SET EXERCISE A. From the passage on Nardò below, list every people that the text names as having passed through the town.

PASSAGE.
______________________________

Once you’ve had your unforgettable caffè leccese and pasticciotto, you find yourself in the heart of Nardò, in Piazza Antonio Salandra. During the day, the place can seem quite desolate and empty. There’s a handful of people sitting around the square drinking a coffee and taking in the splendid architecture, but otherwise, it’s empty. I recommend you revisit the piazza at night when it’s more lively.

After dinner, the piazza was our favorite place to sit around at night. We would grab a seat next to some locals on la panchina, the bench, and observe the people around us. It was an extremely lively crowd, especially for being a weekday. There were active kids jumping up and down, playing soccer, or tag, teenagers glued to their phones in the corners, young 20 year olds enjoying pizza and drinks by the two hip bars at the end of the square, and adults chatting among one another bumping into their local friends by the bars. There was a lot of energy and activity at night, there was life. The difference was literally day and night!

The word Nardò originates from Ancient Greece…

The name derives from the Illyrian word nar, meaning ‘water’. Legend has it that a bull struck the ground with its hoof and uncovered water beneath the dry land. When the settlers realized there was an untapped spring, they decided to settle here. There is even a fountain called Fontana del Toto, Fountain of the Bull, located just off the square that recounts this mythical Greek fable. Today, the bull is the symbol of Nardò.

Walk Around Historic Center

Nardò was founded about 3,000 years ago and has seen it all: Messapians, Grecians, Arabs, Turks, Normans, Spaniards, French, Venitians. It’s different colonizers have turned it into a diverse mix of cultures. This diversity overcomes the five senses. It can be seen in the architecture, savored in the food, heard in the dialect and the music, felt in dance, and smelled when navigating around the area–from the fresh olive groves to the smell of sweet prickly pears in bloom and salty sea water.

Do you hear something that’s not Italian?

It is said that the Griko language, or Doric Greek which is an ancient greek dialect, is still spoken in Nardò. To be honest, while I was there I didn’t overhear anyone speak Griko (and I’m Italian so I know when I hear Italian). But while you’re walking around keep your ears open.

If you’re visiting Nardò in the morning or late afternoon, stores should be open so you should be able to visit a few gems here and there. Don’t come between 12 and 5PM or you’ll find everything closed. Everyone’s at the beach during the day because of the heat, even store owners. While you walk around, admire the baroque architecture of the town. You’ll notice that Nardò has maintained an unspoiled nature to it’s town, unlike other more popular tourist destinations like Polignano a Mare. Nardò is one of those lesser known towns that people overlook. But what you miss when you choose not to venture into this modest village is a diverse, genuine people and way of life that cannot be found in more touristy areas.

______________________________

STORED ROWS.
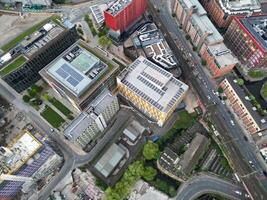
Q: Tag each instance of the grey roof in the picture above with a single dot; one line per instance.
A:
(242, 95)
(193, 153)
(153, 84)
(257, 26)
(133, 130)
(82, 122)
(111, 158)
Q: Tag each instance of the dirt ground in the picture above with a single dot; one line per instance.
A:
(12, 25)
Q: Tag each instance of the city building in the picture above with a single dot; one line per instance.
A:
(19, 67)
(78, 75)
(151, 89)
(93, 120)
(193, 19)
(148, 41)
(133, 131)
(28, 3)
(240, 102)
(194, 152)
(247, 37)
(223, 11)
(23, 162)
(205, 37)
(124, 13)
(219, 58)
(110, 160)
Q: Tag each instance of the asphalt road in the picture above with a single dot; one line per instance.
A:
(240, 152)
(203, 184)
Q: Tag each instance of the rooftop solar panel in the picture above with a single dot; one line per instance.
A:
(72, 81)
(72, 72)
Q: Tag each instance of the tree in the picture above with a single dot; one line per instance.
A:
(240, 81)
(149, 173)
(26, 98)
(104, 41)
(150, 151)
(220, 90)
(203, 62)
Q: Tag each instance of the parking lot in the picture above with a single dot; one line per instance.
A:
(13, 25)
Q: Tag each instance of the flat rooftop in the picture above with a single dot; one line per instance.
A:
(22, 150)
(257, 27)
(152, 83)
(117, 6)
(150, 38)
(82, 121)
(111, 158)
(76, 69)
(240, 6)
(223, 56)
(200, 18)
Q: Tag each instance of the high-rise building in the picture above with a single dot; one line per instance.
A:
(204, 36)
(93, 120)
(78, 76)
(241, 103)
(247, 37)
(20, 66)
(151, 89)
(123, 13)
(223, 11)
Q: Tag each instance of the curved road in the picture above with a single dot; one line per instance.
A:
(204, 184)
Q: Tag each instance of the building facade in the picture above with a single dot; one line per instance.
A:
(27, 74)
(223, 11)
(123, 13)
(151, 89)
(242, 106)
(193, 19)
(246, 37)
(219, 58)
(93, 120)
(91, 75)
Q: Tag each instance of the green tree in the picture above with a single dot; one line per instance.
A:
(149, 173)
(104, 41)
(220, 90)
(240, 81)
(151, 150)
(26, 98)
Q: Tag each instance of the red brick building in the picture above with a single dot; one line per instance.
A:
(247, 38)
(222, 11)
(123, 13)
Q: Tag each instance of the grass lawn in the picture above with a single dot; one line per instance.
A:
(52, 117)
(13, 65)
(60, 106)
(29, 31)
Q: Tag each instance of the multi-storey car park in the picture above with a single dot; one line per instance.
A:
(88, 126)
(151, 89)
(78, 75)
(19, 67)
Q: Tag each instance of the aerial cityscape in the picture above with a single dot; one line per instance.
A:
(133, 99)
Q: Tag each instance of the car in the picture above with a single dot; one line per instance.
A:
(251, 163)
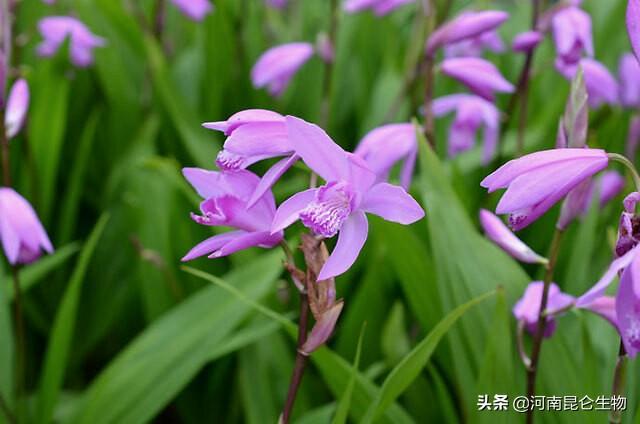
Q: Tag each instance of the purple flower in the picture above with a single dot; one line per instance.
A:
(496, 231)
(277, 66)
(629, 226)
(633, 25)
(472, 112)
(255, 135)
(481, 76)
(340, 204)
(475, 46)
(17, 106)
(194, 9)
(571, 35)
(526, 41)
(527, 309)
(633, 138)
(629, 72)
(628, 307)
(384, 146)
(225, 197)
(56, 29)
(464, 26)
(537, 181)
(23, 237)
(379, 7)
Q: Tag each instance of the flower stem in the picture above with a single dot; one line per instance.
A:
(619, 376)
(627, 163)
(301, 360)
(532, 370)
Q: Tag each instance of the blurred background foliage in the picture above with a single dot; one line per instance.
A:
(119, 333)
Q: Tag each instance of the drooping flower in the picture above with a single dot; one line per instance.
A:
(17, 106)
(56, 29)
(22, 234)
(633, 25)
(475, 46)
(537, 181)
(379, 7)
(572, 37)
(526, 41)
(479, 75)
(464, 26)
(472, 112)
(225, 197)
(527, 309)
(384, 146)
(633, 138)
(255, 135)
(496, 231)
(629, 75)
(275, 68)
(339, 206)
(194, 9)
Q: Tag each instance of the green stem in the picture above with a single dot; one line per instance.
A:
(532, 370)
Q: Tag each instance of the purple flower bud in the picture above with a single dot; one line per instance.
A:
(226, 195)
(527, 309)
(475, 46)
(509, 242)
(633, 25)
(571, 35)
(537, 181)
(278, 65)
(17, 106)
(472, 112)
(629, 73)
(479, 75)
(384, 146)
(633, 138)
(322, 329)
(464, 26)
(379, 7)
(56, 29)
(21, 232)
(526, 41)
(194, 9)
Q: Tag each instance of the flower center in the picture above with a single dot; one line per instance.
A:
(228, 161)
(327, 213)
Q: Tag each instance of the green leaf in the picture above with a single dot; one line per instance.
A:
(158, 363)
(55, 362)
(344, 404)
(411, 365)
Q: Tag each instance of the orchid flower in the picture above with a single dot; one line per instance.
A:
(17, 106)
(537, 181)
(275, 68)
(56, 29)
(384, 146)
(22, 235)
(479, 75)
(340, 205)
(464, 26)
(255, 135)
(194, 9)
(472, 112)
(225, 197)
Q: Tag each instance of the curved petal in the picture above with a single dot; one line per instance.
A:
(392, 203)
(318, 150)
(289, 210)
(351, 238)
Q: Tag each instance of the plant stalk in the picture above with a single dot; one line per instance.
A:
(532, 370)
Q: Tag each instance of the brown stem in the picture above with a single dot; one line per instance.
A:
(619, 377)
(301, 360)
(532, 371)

______________________________

SET EXERCISE B. How many lines of the rows above contain the string "stem"? Case counts, and your reply should be only the number.

REPLY A. Messapians, Grecians, Arabs, Turks, Normans, Spaniards, French, Venitians

REPLY B. 3